For a memorable pool or a base camp for a beach day with the kids, head to 415 Pacific Coast Highway. There, by wide, sandy Santa Monica Beach, William Randolph Hearst in the late 1920s built a vast mansion for his mistress, actress Marion Davies.
These days, only the big marble-edged pool and guesthouse remain, joined by a sleek complex of changing rooms, fitness equipment, and special-event spaces that was completed in 2009. It is known as the Annenberg Community Beach House, is run by the city of Santa Monica, and is probably the best-looking municipal pool you've ever seen.
Though much of the five-acre facility operates year round, the pool opens only in summer, accepting walk-up guests and reservations (up to three days in advance); its water (four to eight feet deep) is heated to 80 to 85 degrees.
There's a cafe, a cool little playground, a summer-only fitness room (which costs extra), beach volleyball, beach tennis, a pair of beach-soccer fields, and rentable space for parties. A day of pool access (10 a.m. to 6 p.m.) costs $10 for adults and $4 for kids 1 to 17. On most Mondays, that price drops to $1 for adults and kids and the pool stays open until 8 p.m.
Because demand can be high, you should show up around 8:30 a.m. with a towel and swimsuit. Pay the $8 to $10 to park your car all day or park your bike free at one of the racks. Then head for breakfast at the neighboring Back on the Beach Cafe (8 a.m. to 8 p.m.). When the pool admission window opens at 9:30, you buy your passes, and when the pool opens at 10, you're ready.

---*---

### Directions
1/ In the text about the Annenberg Community Beach House, turn the paragraph that begins "There's a cafe" into a short bulleted list with its main facts intact.
2/ Carry on the text about the Annenberg Community Beach House from its final sentence.

---*---

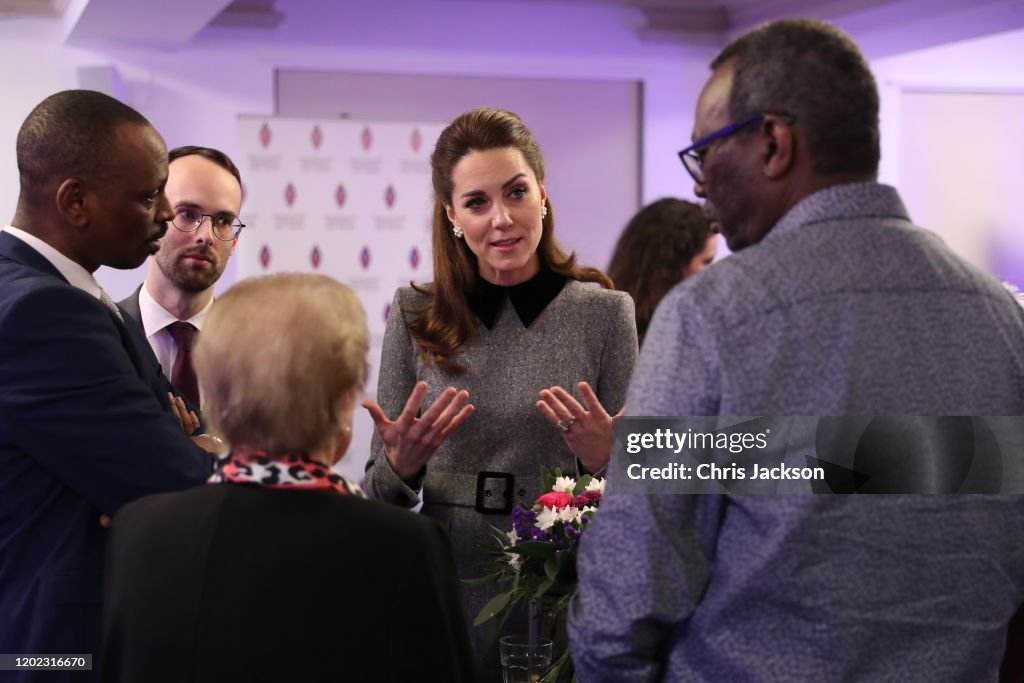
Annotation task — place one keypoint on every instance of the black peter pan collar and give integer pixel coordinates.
(528, 298)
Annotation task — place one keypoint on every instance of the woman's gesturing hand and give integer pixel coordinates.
(410, 441)
(587, 428)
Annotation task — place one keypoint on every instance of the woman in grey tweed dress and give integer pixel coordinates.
(510, 323)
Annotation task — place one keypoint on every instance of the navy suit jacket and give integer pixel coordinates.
(131, 305)
(85, 427)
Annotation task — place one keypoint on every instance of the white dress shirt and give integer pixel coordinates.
(73, 272)
(155, 322)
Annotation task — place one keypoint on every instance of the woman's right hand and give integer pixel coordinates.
(410, 441)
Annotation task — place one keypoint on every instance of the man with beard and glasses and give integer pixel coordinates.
(85, 421)
(204, 187)
(833, 303)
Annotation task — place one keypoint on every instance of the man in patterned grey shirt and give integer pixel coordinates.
(833, 304)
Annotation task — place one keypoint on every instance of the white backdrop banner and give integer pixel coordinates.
(348, 199)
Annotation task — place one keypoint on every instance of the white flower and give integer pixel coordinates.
(568, 514)
(545, 518)
(564, 484)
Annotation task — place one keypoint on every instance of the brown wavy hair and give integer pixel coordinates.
(652, 251)
(446, 325)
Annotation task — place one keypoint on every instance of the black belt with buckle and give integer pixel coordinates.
(492, 498)
(487, 493)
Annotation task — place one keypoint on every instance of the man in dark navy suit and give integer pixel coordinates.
(85, 421)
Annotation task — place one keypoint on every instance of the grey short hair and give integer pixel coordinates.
(815, 73)
(278, 356)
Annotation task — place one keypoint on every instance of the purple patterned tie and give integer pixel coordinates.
(183, 373)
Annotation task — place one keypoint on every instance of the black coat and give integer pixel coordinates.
(241, 583)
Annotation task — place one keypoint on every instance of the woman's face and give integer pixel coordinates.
(497, 202)
(704, 258)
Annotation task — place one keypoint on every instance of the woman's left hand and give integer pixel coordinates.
(587, 428)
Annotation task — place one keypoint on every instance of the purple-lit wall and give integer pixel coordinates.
(193, 95)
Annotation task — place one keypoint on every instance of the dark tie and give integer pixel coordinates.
(183, 373)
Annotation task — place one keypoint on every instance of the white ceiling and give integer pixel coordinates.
(688, 22)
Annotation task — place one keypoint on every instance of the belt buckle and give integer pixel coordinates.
(483, 493)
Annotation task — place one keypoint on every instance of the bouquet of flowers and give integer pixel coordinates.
(536, 560)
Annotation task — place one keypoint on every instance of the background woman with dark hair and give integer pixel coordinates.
(665, 243)
(510, 319)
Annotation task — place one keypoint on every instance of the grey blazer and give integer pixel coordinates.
(585, 334)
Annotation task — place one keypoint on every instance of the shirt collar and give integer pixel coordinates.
(72, 271)
(156, 317)
(528, 298)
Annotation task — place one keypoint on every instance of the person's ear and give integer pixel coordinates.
(73, 203)
(779, 147)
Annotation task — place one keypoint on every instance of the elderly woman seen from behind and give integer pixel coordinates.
(665, 243)
(280, 569)
(518, 328)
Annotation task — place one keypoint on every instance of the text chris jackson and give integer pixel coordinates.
(711, 471)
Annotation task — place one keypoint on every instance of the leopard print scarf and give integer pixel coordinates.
(292, 471)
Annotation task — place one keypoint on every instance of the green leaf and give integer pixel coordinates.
(535, 549)
(492, 609)
(543, 588)
(489, 579)
(582, 484)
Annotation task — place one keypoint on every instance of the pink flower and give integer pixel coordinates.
(592, 498)
(556, 500)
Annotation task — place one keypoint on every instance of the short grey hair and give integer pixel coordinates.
(813, 72)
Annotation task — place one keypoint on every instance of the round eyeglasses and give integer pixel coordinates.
(188, 219)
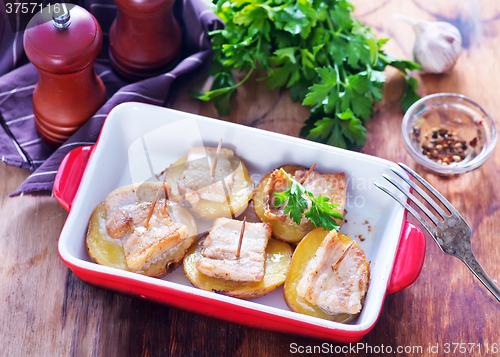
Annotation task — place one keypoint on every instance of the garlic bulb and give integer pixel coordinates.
(437, 45)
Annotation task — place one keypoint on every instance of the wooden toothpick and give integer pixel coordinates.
(308, 173)
(344, 254)
(241, 237)
(166, 194)
(215, 161)
(146, 223)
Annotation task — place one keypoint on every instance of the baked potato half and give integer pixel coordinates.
(278, 260)
(285, 230)
(238, 197)
(108, 251)
(303, 253)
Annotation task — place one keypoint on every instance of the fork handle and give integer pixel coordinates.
(472, 263)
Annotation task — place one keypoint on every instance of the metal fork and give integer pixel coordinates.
(452, 235)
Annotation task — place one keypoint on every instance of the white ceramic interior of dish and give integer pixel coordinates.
(120, 159)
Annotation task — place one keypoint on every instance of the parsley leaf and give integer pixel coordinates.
(331, 62)
(321, 212)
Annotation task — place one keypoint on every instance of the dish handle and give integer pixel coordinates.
(409, 258)
(69, 175)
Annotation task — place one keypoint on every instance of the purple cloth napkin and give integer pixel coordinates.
(20, 144)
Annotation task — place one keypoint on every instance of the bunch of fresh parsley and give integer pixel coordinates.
(321, 212)
(329, 60)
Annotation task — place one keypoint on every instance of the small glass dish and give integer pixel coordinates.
(448, 133)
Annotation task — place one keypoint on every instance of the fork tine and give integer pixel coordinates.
(422, 193)
(408, 208)
(439, 196)
(413, 199)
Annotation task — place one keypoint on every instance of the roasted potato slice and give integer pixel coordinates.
(239, 196)
(108, 251)
(303, 253)
(278, 259)
(284, 230)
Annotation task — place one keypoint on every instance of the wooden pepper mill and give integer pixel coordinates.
(63, 48)
(144, 39)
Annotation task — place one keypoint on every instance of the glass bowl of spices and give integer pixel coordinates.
(448, 133)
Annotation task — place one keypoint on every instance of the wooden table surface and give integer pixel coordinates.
(45, 310)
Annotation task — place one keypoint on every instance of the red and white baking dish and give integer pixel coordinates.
(137, 139)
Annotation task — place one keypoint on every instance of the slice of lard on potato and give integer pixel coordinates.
(226, 193)
(127, 231)
(330, 185)
(328, 277)
(212, 263)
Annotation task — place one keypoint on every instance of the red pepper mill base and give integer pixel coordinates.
(68, 91)
(144, 39)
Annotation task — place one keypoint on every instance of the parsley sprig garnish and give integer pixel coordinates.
(321, 213)
(330, 61)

---*---

### Answers to each task
1/
- Amenities: a cafe, a small playground, a summer-only fitness room (extra charge), beach volleyball, beach tennis, two beach-soccer fields, and rentable party space
- Day pool access (10 a.m. to 6 p.m.): $10 for adults, $4 for kids 1 to 17
- Most Mondays: $1 for adults and kids, with the pool open until 8 p.m.

2/
Pier people, parallel bars
You can't overlook the Santa Monica Pier. It starts where Colorado Avenue stops, it dates to 1909, and its Pacific Park amusement zone includes a solar-powered Ferris wheel. You'll find plenty of junk food, several restaurants, free live music on Thursday nights in summer, and abundant people-watching at all hours. This is Southern California's Coney Island.
You'll also notice the bike path that runs near the pier - it goes north to Temescal Canyon, south to Washington Boulevard in Venice - 81/2 miles in all. If you don't mind navigating around Marina del Rey, you can rejoin the beach and pedal to Torrance, about 18 miles south of the Santa Monica Pier.
Stroll over to Muscle Beach, just south of the pier, where dozens of regulars perform gymnastic feats of strength, grace, and daring on rings, ropes, and parallel bars. Once upon a time, Jack LaLanne hung out there.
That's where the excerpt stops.